*INSTRUCTIONS:*
a – In the forum thread about the Gibson, what fretboard material does tomee2 suggest may have been used around that year?
b – For each statement below, decide whether the forum thread about the Gibson supports it. Answer yes or no and quote the deciding words: (i) brokentoes says the serial number reads the way a 2011 one should; (ii) tomee2 says fakes usually have plain tops; (iii) the fake at the local store had a pickguard sticker with spelling mistakes.
c – Return, word for word, the stretch of the forum thread from "## tomee2 (Feb" through "it in person.".

*SUPPLIED PASSAGE:*
>>>>>
# Fake? Gibson Trad Honey $1500



## bzrkrage (Mar 20, 2011)

Honey Satin LP
Do the serial numbers look a bit odd? (Yes, a shit photo, but bigger & not dark)


----------



## brokentoes (Jun 29, 2014)

Looks like it could be real. it has nibs. doubt a import would wear like that. Satin nitro wears off like the devil lol.

The serial number also reads like a 2011 should. not sure if the chibsons go to that trouble.


----------



## tomee2 (Feb 27, 2017)

Experts might know better but that might be in the year or so they used baked maple for the fretboard. For me the SN picture is too blurry to judge well enough. The very nice plain top could be seen as a give away that it's real, haha. Fakes always seem to be outrageous flame tops.

A local store had a chinese fake with nibs, and it had US style abr bridge posts. The only tells I could see were the pickguard with spelling mistakes on a sticker, the headstock looked off when seen up close, and the top was a photoflame that in person looked bad but in pictures looked ok. After seeing that one I decided there was no way I will buy a les paul from someone I don't know without seeing it in person.
<<<<<
*SUPPLIED INFORMATION:*
>>>>>
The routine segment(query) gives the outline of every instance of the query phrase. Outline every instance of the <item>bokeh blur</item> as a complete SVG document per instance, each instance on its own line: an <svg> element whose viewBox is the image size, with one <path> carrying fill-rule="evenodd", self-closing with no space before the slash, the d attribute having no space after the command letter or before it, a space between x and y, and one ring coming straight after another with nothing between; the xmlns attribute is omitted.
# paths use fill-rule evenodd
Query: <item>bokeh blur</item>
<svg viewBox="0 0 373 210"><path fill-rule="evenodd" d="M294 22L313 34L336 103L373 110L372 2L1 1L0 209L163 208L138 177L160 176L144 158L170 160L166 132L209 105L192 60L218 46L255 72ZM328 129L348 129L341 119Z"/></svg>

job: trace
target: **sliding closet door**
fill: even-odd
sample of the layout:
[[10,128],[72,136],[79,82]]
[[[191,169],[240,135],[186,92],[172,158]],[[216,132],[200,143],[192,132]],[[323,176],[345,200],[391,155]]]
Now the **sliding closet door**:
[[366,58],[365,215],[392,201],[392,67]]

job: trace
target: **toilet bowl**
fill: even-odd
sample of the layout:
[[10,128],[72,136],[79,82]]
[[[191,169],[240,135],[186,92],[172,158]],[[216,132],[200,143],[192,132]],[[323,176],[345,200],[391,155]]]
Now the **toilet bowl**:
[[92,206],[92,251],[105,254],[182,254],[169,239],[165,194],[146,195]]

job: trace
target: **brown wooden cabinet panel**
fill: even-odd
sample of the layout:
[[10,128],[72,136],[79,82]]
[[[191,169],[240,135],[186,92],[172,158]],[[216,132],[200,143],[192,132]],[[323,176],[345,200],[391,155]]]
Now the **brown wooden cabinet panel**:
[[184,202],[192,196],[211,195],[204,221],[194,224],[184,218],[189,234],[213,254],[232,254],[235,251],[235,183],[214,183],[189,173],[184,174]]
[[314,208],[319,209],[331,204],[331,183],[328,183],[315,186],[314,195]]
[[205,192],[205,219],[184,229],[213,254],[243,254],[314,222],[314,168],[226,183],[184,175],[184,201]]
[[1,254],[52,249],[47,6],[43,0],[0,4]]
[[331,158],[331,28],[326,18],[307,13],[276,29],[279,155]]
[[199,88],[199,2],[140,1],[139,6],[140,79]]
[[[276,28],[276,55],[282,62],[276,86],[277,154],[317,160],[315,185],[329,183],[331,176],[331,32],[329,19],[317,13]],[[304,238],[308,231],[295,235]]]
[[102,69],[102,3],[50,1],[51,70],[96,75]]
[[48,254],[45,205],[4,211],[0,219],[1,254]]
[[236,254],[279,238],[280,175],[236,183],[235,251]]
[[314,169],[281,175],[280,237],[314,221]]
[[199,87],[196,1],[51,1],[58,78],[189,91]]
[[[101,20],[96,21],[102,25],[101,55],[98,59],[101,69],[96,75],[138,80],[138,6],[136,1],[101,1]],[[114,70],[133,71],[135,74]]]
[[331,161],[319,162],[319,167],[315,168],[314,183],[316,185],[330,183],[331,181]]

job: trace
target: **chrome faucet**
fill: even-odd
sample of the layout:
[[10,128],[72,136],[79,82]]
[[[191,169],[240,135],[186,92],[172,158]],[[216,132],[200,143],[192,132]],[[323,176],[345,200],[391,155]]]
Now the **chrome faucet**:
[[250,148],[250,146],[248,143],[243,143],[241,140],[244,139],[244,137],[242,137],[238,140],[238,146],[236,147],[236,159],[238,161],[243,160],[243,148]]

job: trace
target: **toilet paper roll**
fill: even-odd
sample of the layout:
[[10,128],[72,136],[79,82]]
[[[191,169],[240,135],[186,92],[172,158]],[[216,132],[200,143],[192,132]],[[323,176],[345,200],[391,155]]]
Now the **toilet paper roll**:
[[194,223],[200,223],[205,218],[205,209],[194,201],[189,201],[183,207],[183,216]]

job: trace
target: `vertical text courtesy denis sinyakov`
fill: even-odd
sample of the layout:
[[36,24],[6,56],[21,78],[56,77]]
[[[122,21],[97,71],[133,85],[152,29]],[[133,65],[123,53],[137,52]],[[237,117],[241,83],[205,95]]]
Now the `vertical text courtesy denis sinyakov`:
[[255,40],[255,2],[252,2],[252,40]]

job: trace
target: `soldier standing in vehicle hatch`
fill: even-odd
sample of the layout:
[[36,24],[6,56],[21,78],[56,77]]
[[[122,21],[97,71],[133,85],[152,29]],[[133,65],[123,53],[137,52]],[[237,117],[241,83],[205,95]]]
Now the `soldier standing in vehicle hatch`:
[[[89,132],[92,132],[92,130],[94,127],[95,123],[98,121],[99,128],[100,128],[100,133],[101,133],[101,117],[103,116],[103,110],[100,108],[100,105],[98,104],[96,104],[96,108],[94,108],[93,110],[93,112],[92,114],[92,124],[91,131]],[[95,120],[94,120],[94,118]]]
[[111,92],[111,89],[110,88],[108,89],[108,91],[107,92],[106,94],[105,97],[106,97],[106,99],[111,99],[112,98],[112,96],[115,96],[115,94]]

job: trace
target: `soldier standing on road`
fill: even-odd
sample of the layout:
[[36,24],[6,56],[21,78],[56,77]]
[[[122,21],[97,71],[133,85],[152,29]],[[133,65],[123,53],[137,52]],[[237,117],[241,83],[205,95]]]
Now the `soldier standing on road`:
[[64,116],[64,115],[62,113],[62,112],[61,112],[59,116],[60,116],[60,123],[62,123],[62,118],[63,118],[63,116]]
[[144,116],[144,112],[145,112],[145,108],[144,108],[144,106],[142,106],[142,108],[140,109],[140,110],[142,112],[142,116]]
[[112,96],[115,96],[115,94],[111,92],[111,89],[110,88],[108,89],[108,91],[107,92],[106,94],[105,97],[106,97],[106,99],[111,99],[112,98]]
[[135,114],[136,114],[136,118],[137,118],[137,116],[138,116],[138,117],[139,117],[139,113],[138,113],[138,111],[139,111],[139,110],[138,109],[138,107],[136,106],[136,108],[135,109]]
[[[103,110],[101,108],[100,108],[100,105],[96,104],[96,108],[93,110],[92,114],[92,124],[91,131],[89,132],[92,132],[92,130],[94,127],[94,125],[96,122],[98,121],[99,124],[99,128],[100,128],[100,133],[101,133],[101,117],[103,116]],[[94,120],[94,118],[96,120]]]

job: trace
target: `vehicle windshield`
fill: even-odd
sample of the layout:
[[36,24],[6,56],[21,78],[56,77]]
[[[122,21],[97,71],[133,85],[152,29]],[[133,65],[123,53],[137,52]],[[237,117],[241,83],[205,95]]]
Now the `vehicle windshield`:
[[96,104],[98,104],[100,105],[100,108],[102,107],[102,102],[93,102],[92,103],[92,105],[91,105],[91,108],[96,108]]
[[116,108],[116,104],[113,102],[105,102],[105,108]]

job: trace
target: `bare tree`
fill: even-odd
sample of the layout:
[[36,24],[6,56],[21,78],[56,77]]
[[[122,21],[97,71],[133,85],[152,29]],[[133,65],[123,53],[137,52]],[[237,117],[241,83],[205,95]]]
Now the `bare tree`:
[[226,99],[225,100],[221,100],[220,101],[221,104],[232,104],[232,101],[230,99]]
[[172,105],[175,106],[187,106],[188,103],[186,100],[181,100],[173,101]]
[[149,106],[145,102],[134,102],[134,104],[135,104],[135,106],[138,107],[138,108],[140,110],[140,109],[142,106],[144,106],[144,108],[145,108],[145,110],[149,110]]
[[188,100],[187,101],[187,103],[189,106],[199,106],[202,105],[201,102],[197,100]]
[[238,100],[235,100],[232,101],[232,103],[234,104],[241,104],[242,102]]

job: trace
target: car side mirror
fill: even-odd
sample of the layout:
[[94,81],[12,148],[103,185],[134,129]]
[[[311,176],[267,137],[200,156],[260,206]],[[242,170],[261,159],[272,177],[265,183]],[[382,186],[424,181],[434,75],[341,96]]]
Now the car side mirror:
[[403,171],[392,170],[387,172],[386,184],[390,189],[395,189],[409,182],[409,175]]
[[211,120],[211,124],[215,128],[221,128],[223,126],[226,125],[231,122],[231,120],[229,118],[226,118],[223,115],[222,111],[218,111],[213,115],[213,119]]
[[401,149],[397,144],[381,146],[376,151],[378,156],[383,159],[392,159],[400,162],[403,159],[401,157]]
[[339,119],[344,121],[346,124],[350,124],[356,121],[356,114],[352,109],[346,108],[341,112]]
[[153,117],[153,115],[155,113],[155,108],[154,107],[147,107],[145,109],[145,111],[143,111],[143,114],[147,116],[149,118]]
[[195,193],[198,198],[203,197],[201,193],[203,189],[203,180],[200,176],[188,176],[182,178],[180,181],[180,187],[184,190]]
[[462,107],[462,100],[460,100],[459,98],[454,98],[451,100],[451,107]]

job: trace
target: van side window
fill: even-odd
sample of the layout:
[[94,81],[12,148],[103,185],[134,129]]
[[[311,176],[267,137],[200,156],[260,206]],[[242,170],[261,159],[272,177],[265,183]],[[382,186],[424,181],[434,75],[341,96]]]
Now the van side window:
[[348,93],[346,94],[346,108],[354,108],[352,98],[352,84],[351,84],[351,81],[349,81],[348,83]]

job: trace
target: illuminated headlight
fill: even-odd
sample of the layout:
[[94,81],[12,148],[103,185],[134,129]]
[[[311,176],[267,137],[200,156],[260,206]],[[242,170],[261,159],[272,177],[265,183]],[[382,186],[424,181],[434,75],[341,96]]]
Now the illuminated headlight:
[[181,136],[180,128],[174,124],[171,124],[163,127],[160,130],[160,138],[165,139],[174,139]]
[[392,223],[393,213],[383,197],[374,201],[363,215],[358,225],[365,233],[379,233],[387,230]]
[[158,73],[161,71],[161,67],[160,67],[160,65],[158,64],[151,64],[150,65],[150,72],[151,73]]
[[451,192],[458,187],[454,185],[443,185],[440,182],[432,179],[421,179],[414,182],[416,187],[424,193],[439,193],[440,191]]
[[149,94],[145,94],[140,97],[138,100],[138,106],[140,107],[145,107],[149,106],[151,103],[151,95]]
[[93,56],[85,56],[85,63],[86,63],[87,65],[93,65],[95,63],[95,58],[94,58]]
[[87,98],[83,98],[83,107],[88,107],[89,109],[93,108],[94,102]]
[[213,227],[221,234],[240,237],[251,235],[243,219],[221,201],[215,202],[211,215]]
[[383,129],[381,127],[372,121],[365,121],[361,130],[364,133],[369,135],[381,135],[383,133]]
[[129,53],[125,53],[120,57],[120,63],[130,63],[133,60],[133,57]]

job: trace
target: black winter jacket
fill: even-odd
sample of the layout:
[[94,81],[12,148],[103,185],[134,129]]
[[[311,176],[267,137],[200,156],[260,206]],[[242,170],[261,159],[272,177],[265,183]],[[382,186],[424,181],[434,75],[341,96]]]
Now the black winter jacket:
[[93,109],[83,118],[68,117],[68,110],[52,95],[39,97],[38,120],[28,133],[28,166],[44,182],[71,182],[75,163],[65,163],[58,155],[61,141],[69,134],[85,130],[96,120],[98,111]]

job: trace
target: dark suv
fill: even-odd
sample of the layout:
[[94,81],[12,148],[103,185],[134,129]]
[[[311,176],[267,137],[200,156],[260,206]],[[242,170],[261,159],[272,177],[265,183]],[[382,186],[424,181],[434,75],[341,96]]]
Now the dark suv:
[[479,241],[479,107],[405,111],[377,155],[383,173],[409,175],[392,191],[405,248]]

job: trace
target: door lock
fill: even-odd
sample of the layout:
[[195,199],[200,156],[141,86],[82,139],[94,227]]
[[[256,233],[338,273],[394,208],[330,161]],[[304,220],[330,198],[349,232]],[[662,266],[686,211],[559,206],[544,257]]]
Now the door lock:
<<<<<
*THE ANSWERS:*
a – Baked maple.

b –
(i) Yes: "The serial number also reads like a 2011 should."
(ii) No: "Fakes always seem to be outrageous flame tops."
(iii) Yes: "the pickguard with spelling mistakes on a sticker"

c –
## tomee2 (Feb 27, 2017)

Experts might know better but that might be in the year or so they used baked maple for the fretboard. For me the SN picture is too blurry to judge well enough. The very nice plain top could be seen as a give away that it's real, haha. Fakes always seem to be outrageous flame tops.

A local store had a chinese fake with nibs, and it had US style abr bridge posts. The only tells I could see were the pickguard with spelling mistakes on a sticker, the headstock looked off when seen up close, and the top was a photoflame that in person looked bad but in pictures looked ok. After seeing that one I decided there was no way I will buy a les paul from someone I don't know without seeing it in person.